▸ Extract:
In the CYP3A inhibitors study, the incidence of TEAEs was low and similar in all treatment groups, none of the observed TEAEs were considered treatment related except one TEAE of diarrhea in the naldemedine plus itraconazole group and all TEAEs were mild in severity and resolved without intervention. In the CYP3A inducer study, no TEAEs were observed when naldemedine was administered alone. One TEAE occurred when naldemedine was coadministered with rifampin (fatigue), which was not considered to be related to coadministration of naldemedine and rifampin.

Based on standard DDI study methodology, naldemedine was administered as a single dose because it was being evaluated as a substrate in these studies (either of CYP3A or the P-gp efflux transporter). The naldemedine 0.4 mg dose was selected in the P-gp inhibitor study because 0.4 mg was one of the candidate doses for the naldemedine therapeutic dose. The naldemedine 0.2 mg dose was selected in both the CYP3A inhibitors study and the CYP3A inducer study because 0.2 mg is the recommended therapeutic dose for naldemedine [11, 12]. Naldemedine exhibits linear pharmacokinetics in the dose range of 0.2–0.4 mg [15]. As naldemedine was being evaluated as a substrate, we reasoned that DDI would be adequately examined with the selected doses (0.2 mg and 0.4 mg of naldemedine).

The naldemedine 0.2- and 0.4-mg doses in these drug-drug interaction studies are relevant from the perspective of clinical efficacy. Results from a Phase 2b randomized controlled study showed that naldemedine 0.2- and 0.4-mg doses were associated with significant clinical benefits, including increased spontaneous bowel movements compared with placebo, whereas no significant differences were observed between naldemedine 0.1 mg and placebo [22]. The once-daily 0.2-mg dose is recommended for the treatment of OIC in adults with chronic pain [11, 12].

▸ Dataset:
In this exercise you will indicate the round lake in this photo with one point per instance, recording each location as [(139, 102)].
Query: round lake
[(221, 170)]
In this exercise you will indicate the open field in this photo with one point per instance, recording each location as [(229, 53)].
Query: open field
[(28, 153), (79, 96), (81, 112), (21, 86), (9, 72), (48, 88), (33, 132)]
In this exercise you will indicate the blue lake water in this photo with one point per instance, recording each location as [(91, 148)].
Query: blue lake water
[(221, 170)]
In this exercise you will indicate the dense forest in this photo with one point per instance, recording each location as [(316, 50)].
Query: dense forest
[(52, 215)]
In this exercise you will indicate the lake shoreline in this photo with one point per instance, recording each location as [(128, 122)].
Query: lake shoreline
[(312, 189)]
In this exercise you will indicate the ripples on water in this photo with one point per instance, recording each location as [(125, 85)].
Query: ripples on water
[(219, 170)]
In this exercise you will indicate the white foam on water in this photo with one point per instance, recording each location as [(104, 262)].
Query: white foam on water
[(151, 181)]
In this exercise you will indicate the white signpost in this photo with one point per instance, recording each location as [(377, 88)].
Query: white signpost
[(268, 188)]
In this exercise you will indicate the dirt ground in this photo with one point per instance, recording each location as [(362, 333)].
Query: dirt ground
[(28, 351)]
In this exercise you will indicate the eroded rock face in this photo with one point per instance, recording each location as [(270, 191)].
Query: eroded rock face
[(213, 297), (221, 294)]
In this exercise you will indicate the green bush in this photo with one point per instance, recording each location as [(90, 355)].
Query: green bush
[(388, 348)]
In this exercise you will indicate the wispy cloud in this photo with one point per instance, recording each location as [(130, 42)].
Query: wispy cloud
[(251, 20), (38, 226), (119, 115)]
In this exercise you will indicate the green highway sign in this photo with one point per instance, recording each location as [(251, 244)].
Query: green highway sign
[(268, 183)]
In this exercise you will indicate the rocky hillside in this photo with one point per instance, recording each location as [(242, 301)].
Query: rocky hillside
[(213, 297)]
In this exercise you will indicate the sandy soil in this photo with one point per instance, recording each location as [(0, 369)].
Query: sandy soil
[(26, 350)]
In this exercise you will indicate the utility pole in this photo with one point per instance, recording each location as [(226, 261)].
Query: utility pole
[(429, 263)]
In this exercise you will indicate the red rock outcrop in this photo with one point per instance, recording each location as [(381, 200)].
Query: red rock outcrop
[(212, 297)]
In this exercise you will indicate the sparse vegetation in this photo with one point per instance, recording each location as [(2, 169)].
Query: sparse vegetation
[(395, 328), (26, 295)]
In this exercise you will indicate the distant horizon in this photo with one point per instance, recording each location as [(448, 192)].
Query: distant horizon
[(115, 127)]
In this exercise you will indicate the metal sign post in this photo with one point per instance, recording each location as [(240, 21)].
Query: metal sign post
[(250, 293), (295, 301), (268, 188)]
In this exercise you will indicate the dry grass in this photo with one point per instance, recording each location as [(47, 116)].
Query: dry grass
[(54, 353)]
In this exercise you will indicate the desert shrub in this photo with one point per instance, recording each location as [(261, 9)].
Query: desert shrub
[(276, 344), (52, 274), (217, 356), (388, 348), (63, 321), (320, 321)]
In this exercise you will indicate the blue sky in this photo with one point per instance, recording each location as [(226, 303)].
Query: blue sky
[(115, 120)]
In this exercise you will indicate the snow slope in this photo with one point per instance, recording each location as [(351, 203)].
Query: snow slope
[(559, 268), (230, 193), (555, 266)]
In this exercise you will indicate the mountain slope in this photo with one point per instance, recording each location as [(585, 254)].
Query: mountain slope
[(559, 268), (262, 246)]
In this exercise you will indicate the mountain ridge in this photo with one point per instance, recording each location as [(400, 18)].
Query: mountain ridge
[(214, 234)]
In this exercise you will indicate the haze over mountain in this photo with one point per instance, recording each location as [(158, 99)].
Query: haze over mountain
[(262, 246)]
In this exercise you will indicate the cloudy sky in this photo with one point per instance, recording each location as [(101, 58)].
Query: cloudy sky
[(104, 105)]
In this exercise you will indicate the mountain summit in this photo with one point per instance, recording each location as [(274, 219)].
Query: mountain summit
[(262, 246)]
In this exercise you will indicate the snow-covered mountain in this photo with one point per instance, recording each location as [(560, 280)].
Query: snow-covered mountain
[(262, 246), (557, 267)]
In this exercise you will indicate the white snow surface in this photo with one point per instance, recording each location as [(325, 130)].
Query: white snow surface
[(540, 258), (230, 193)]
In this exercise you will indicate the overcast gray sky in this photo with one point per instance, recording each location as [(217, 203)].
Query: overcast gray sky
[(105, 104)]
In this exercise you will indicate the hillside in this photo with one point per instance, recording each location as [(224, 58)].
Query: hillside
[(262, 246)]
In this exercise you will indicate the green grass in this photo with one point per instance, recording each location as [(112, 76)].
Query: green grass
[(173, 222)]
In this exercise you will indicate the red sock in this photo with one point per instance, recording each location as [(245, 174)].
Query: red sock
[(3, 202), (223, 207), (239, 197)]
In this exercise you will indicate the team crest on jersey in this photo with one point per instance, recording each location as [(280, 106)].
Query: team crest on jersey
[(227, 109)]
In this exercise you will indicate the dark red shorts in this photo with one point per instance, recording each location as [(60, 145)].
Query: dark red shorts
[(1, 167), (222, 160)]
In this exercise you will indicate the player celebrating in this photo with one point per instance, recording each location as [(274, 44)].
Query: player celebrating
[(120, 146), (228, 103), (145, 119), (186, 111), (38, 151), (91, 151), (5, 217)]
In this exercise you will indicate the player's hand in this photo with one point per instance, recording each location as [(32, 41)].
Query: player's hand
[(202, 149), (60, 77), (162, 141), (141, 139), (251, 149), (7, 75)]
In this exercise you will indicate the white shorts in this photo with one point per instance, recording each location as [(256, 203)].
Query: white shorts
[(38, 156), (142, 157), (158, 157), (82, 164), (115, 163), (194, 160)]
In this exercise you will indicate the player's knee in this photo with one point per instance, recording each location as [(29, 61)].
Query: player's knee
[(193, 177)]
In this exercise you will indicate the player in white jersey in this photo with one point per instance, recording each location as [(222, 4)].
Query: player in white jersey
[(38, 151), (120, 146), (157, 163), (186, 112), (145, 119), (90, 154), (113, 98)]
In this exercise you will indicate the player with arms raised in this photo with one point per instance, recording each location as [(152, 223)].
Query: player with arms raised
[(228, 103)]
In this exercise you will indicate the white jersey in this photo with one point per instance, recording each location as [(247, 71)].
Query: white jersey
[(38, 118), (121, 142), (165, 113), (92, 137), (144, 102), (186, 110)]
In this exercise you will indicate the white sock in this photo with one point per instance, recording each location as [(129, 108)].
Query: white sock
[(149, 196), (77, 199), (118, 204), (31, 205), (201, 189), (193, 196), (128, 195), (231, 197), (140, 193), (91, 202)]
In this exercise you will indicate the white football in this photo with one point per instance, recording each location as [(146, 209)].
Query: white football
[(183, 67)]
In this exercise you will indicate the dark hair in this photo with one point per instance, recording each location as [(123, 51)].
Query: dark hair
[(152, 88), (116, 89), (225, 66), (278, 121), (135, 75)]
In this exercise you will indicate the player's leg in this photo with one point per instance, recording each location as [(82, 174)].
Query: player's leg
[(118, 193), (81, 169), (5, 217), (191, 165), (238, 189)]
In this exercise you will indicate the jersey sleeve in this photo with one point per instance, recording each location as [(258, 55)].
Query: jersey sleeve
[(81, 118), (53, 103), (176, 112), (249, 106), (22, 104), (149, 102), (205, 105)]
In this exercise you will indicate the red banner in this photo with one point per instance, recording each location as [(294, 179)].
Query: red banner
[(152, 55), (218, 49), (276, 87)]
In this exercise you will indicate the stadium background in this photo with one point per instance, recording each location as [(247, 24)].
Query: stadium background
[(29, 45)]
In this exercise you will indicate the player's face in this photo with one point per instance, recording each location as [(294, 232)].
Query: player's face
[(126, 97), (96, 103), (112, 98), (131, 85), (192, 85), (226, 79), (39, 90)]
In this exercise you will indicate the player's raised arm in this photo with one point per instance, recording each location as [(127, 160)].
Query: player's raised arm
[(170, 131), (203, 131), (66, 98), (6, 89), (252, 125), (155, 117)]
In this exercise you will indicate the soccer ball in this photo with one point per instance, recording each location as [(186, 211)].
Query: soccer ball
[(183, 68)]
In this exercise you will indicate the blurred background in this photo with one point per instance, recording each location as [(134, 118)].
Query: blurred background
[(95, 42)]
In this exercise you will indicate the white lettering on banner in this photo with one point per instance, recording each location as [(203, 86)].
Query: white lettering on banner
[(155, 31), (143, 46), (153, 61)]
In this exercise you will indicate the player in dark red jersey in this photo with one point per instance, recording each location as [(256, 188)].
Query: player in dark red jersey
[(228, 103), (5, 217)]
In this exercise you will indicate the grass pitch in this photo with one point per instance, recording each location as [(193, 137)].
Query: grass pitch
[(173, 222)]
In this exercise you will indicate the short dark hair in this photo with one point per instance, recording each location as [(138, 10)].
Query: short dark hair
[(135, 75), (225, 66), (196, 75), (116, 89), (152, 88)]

---

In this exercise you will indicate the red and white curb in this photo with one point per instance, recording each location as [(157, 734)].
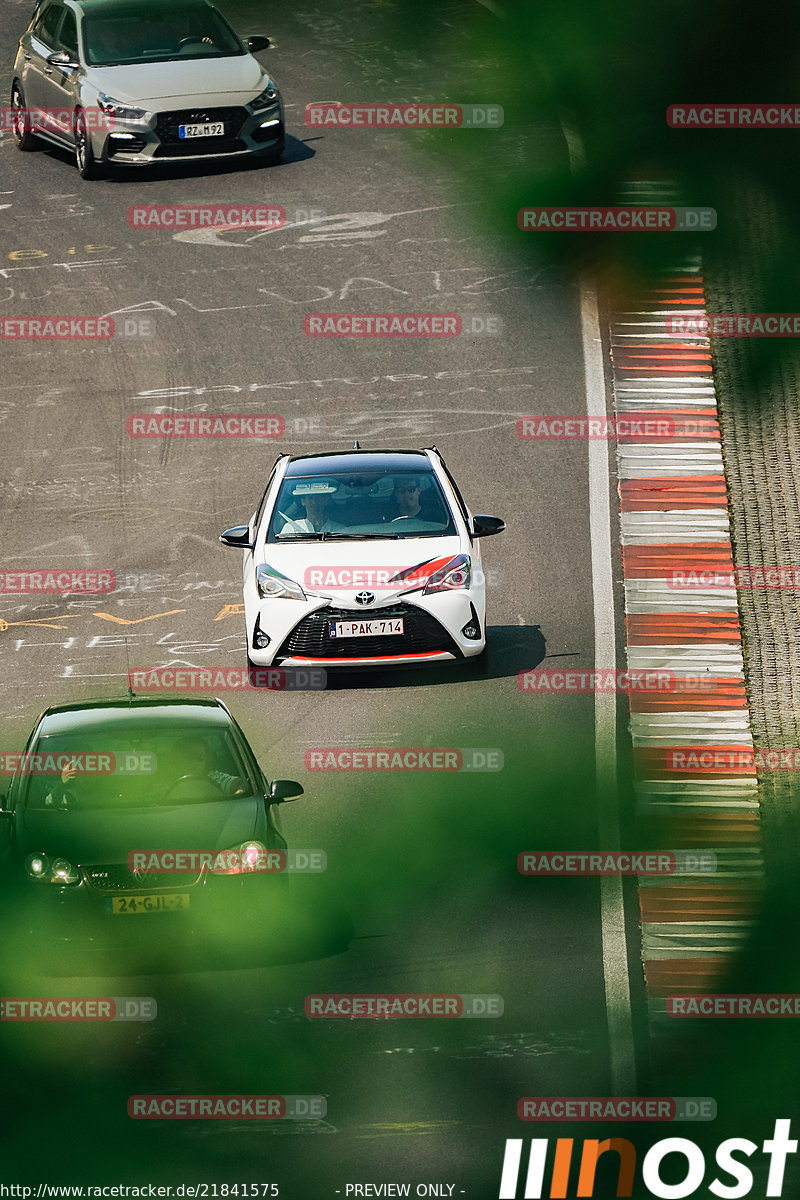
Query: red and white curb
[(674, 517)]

▸ Work instruction 1:
From the naldemedine text, pull out the part that opens with the words containing "The naldemedine 0.2- and" and closes with "pain [11, 12].", copying it word for word.
▸ Work instruction 2:
Write what comes next in the naldemedine text, picking up after its final sentence.

▸ Written reply 1:
The naldemedine 0.2- and 0.4-mg doses in these drug-drug interaction studies are relevant from the perspective of clinical efficacy. Results from a Phase 2b randomized controlled study showed that naldemedine 0.2- and 0.4-mg doses were associated with significant clinical benefits, including increased spontaneous bowel movements compared with placebo, whereas no significant differences were observed between naldemedine 0.1 mg and placebo [22]. The once-daily 0.2-mg dose is recommended for the treatment of OIC in adults with chronic pain [11, 12].

▸ Written reply 2:
Exposure-response analyses of naldemedine in Phase 2b (naldemedine 0.1, 0.2, and 0.4 mg) and Phase 3 studies (naldemedine 0.2 mg) suggest the probability of TEAE would increase as AUC increases [22, 23]. The results of these drug-drug interaction studies and exposure-response analyses are consistent with guidance provided in the naldemedine prescribing information [11, 12]. Specifically, clinicians should monitor patients treated with or using P-gp inhibitors (e.g. cyclosporine), strong CYP3A inhibitors (e.g. itraconazole, grapefruit juice, ketoconazole, ritonavir, indinavir, saquinavir, telithromycin, and clarithromycin), or moderate CYP3A inhibitors (e.g. fluconazole) for AEs because these drugs increase naldemedine concentrations. Concomitant use of naldemedine with strong CYP3A inducers (e.g. rifampin, St. John’s wort, carbamazepine, phenobarbital, and phenytoin) should be avoided because these drugs decrease naldemedine concentrations [11, 12].

A limitation of these Phase 1 studies was the small sample size (14 subjects in each drug-drug interaction evaluation). In addition, in the cyclosporine drug-drug interaction study, the dose of naldemedine studied (0.4 mg) was twice the recommended dose of naldemedine for the treatment of OIC [11]. Using a higher naldemedine dose than that prescribed in clinical practice may have affected the magnitude of the observed pharmacokinetic effects of coadministration with cyclosporine.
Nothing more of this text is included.